> [Written problem]: Lay out the records as a two-column CSV with the header columns request and answer, one row per record. Put each record's text and its answer in one quoted field each, with line breaks replaced by spaces, beginning at the line that contains "pixel 219 120." and stopping after the line that contains "pixel 326 90".

> [Input rows]:
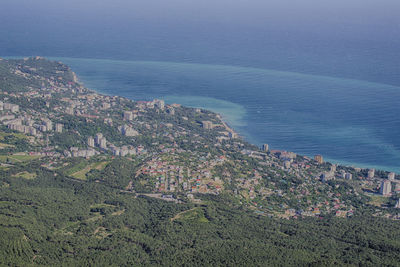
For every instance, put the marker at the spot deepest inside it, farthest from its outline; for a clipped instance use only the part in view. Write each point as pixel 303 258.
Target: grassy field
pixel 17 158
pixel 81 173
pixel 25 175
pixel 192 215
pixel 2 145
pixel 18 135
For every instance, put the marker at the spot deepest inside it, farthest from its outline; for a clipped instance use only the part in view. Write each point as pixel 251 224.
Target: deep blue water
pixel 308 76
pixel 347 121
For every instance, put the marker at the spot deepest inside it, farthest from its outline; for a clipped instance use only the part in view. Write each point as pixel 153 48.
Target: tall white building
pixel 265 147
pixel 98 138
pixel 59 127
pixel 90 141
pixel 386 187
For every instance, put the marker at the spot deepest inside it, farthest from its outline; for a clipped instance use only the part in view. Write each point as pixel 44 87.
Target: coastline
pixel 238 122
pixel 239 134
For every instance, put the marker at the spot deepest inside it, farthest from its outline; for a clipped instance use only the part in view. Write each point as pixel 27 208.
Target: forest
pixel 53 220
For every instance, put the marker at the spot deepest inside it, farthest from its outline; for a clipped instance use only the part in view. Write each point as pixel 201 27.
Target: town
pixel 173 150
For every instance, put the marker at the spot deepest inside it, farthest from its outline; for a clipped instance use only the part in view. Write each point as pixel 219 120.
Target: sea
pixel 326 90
==
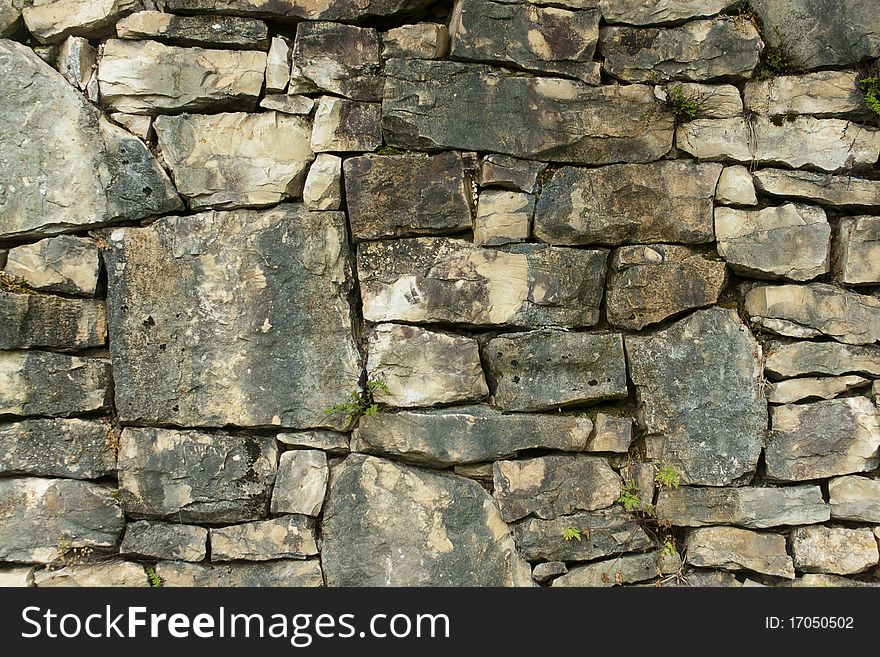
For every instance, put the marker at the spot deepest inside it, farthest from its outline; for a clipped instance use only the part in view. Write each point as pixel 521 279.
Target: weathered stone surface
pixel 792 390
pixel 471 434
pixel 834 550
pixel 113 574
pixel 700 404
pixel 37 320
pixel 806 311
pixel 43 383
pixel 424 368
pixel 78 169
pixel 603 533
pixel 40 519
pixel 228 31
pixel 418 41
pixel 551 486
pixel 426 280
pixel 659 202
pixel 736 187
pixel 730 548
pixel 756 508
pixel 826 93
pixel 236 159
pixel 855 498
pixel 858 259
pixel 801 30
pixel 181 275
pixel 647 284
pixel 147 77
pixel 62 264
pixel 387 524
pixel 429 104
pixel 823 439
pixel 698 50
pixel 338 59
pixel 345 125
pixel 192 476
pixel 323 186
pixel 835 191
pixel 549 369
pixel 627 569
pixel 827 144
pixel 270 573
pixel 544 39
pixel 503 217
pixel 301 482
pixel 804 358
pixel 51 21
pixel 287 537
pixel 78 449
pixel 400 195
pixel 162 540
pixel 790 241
...
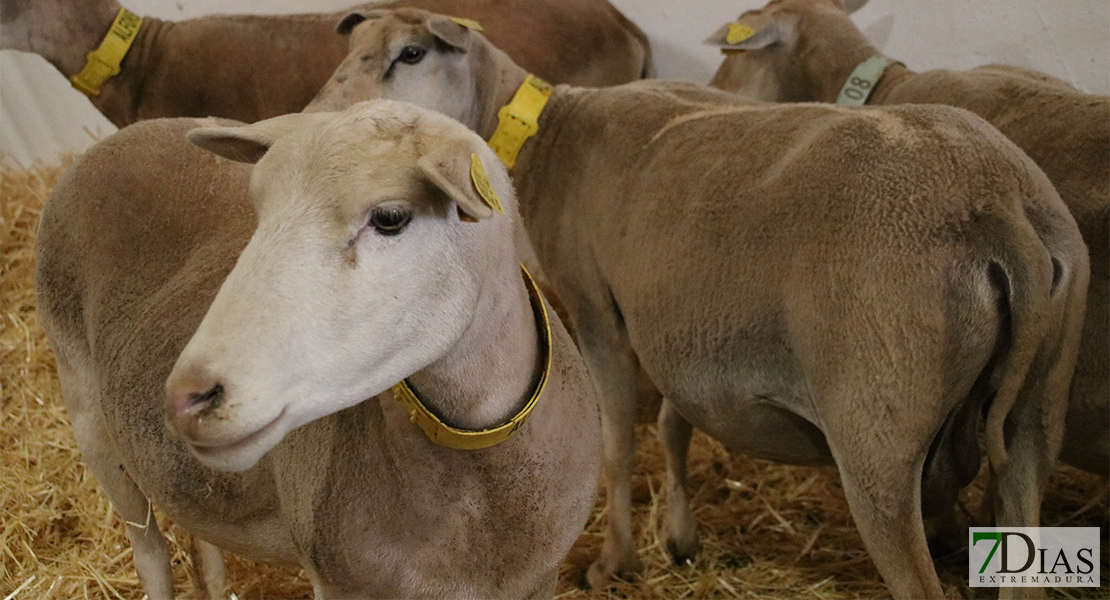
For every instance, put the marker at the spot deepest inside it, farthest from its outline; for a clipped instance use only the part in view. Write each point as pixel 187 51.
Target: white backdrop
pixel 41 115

> [The output]:
request,answer
"For every instance, put the marker at the spot deepest inside it, farthest from its outline; for a clipped instance use only the part in view. Write each point as pixel 219 120. Target: sea","pixel 326 90"